QUOTED PASSAGE >>
Lorna is a Colorado-based artist who produces soda fired porcelain ware. Her work is intimate, nuanced and subtle. Work to be held in one’s hand and slowly spun around to fully appreciate the gradation of color, the detailed markings, the exquisite texture of object.
Lorna’s stated goal is to integrate the form and surface of her pots, starting with 3D forms that divide space, then drawing on the surface of those 3D forms, and finishing by adding color. “I am drawn to work that is rich in ornamentation, with lavish use of materials – both scarce in a culture of mass production,” she notes on her website.
JW: You work primarily with soda fired porcelain. What attracted you to porcelain and that firing process?
LM: I first started using porcelain, and did my first soda firing in a workshop that Peter Beasecker taught at Anderson Ranch Arts Center in the late 90’s. I was attracted to porcelain for its ease in altering wheel thrown work, and the brightness of the glazes on the clay body. I use soda firing for the directional nature of the firing process. In other words, one side of the pot looks different than the other. The drawing on the surface of my work is often symmetrical, graphic, and very controlled. The soda process is a point of contrast to the predictability of the other processes in my work.
JW: What attracted you to ceramics in the first place?
LM: I started making pots in High School. It’s a little hard to remember what exactly drew me in initially, but I can say that it was the wheel. I think it was just really different than anything else I had done and I was pretty good at it. I loved it right away.
JW: I believe you’ve travelled a lot. Do your travel experiences influence your creative work?

INFORMATION SHOWN >>
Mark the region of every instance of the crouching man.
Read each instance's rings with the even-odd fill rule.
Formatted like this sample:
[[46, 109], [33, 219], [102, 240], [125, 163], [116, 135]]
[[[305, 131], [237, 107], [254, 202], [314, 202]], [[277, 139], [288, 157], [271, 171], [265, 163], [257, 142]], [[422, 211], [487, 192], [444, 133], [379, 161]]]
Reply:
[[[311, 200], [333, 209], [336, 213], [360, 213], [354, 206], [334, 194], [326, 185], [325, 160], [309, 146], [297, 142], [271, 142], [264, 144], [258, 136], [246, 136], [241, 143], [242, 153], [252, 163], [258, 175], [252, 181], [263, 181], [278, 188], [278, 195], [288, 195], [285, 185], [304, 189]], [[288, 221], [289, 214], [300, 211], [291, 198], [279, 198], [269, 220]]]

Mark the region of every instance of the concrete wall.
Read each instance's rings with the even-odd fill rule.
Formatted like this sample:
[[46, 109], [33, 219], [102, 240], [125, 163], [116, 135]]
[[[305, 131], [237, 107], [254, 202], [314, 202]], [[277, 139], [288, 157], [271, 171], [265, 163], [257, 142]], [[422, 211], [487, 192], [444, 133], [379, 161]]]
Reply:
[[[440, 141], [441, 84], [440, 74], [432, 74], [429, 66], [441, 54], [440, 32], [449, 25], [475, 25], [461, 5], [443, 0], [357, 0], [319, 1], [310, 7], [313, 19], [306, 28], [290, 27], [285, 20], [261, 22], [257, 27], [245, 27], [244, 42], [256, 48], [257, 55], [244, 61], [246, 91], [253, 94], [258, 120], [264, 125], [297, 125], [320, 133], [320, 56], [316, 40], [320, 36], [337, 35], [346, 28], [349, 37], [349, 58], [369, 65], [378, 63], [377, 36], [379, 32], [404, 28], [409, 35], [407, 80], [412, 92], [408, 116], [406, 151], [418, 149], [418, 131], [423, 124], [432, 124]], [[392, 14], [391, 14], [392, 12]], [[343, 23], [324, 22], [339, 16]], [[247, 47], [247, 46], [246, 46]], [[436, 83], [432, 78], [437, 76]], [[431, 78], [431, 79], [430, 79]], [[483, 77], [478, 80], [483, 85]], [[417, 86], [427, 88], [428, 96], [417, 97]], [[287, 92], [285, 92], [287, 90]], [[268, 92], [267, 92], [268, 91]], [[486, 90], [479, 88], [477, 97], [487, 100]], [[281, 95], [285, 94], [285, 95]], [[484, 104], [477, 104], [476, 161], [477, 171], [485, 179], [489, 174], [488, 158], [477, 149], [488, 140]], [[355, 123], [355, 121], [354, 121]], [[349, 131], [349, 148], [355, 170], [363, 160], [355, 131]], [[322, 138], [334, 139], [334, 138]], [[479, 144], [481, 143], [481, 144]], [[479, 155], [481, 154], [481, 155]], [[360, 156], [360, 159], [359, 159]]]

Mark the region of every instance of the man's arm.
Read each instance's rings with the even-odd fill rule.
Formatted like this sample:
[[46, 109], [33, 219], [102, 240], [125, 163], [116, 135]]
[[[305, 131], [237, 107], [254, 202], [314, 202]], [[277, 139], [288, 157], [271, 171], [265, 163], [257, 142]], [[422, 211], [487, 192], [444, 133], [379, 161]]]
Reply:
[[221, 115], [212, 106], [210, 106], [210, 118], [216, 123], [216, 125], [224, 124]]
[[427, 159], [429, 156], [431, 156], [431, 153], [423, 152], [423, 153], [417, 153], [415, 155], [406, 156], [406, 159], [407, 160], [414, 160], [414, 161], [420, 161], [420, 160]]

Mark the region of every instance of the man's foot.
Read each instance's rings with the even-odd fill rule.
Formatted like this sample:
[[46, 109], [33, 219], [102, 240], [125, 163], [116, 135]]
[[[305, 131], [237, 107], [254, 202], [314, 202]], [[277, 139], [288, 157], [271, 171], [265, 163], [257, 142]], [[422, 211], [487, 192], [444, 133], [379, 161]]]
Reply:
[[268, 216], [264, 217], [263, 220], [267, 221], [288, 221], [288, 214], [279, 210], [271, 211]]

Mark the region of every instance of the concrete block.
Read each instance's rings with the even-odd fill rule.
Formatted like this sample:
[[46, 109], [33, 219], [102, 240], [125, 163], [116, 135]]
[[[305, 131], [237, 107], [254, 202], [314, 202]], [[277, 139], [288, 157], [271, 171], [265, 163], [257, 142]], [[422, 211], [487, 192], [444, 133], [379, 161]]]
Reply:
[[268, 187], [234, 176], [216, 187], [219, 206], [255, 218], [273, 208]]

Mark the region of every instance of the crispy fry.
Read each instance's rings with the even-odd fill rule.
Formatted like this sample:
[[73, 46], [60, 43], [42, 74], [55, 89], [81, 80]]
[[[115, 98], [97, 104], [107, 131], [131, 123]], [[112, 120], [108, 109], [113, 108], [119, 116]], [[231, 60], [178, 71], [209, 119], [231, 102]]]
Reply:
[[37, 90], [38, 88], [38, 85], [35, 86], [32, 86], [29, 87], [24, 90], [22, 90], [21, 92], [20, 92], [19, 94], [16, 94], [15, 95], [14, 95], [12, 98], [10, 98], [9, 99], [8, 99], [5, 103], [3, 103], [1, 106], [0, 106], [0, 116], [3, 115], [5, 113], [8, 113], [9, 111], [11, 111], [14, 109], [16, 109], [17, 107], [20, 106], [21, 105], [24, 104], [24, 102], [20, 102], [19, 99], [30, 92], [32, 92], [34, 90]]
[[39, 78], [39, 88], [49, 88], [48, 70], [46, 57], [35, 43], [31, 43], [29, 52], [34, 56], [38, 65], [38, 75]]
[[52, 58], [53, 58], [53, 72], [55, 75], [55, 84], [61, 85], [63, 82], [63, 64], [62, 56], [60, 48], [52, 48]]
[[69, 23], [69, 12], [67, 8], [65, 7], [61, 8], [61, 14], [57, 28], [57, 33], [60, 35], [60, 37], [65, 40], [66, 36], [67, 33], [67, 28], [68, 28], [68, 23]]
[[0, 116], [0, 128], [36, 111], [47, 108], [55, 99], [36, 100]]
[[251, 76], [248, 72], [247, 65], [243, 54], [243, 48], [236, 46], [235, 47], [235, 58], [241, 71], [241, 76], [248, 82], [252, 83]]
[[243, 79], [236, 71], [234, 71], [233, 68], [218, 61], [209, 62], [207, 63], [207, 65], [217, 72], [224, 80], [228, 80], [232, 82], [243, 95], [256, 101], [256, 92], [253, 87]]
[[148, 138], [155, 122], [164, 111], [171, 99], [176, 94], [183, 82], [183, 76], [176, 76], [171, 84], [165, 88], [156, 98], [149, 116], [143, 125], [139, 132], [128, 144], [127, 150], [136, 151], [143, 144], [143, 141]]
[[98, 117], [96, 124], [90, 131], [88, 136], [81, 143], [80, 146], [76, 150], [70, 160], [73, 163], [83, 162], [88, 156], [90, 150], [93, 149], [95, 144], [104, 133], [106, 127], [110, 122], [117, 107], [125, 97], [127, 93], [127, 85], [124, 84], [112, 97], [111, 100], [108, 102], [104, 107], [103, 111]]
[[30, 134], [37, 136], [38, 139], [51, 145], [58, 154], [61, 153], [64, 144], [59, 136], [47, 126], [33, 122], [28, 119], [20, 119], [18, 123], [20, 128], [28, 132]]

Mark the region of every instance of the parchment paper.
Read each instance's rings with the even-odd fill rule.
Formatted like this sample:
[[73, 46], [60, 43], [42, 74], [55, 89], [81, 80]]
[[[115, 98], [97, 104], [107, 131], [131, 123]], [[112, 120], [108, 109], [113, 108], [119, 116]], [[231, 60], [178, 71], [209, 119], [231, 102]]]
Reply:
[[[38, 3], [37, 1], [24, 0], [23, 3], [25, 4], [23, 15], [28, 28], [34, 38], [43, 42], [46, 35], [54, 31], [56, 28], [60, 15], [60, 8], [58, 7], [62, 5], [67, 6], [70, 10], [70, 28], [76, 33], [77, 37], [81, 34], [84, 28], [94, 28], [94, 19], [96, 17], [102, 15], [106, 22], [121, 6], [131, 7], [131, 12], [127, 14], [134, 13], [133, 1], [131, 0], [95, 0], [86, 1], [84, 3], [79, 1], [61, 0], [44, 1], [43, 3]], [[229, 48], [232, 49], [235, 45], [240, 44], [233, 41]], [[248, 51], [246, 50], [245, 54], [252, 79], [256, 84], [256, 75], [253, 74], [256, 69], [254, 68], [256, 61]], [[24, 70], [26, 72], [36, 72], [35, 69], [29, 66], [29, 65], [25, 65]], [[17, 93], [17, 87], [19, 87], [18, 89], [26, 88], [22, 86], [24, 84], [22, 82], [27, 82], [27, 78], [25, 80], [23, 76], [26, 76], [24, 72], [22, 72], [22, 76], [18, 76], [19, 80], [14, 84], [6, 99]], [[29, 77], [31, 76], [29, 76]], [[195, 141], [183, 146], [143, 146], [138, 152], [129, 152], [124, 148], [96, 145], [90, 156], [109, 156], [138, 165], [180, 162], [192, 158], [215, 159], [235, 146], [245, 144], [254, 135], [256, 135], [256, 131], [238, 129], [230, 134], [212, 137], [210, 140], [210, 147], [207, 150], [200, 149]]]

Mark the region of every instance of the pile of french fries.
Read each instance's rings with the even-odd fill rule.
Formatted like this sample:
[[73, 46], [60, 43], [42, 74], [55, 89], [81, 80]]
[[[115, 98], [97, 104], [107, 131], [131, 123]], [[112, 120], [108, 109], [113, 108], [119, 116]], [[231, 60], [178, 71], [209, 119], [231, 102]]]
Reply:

PARTS OF THE EXERCISE >>
- 1) Write out the interview with Lorna from "JW: What attracted" up to and including "it right away.".
- 2) Carry the interview with Lorna on from the point where it stops.
The items are separate from the interview with Lorna.

ANSWERS TO THE PROBLEMS >>
- 1)
JW: What attracted you to ceramics in the first place?
LM: I started making pots in High School. It’s a little hard to remember what exactly drew me in initially, but I can say that it was the wheel. I think it was just really different than anything else I had done and I was pretty good at it. I loved it right away.

- 2)
LM: Yes, I like to travel and I am fortunate to have taken quite a few trips. I don’t know how much travel affects my work directly, but I’m sure it has a way of sneaking in some influences into what I am making. I particularly think that is true about my trip to Italy a few years ago. I loved looking at the architecture and the rich colors there.
JW: How has your work changed over the years?
LM: My work has changed very slowly over the years. I’ve been a potter for 33 years now. Initially, my work was very simple – round and dipped in one glaze. Graduate school changed my work, making it more ornamental and decorative. My punch bowls would be the best example of that.
I started spending a lot more time on each piece. In the 15 years since then, I’ve returned to making work that is a little simpler, meant for everyday use. Part of the return to utility was due to the need to make a living. Nowadays I find myself wanting to revisit ideas from the past. I’m currently working toward a solo show in June at Studio & Gallery titled “Tools of Habitation” that will include both some elaborate and decorative work.
JW: You bought into Studio & in early 2020. Apart from changes brought on by Covid, how has that gallery ownership affected you? Have you had more or less time to work on your pottery?
LM: Buying into Studio & Gallery has been great for me. There are 5 of use who own the gallery cooperatively so I only work 1-2 days a week, leaving plenty of time in my studio. I taught adjunct for years, so this has kind of replaced the time I used to spend doing that.
I’m enjoying the connection to other artists and the Durango community that has come from being more involved at the gallery. I expect that will continue to increase as we slowly climb out of this pandemic.
JW: When you first set up your pottery business, your goal was to sell 50% of your work via galleries and the other 50% directly (direct studio sales and sales via your website). Have things worked out that way?
LM: On the topic of selling through galleries, or online, it is continually changing. I still sell through galleries, but I have been moving toward selling more of my own work both online and at Studio &. I just simply have to, in order to make a decent living. I have leaned into online sales during this past year with the pandemic and it has gone quite well. My large Instagram following is a good audience for online sales. I think the new normal after this pandemic is going to give way to a renewed celebration of the brick and mortar. After all, pots are meant to be held…
JW: It looks like you’re doing a fair number of online workshops. As an instructor, do you have any suggestions or recommendations for students to get the most out of online instruction?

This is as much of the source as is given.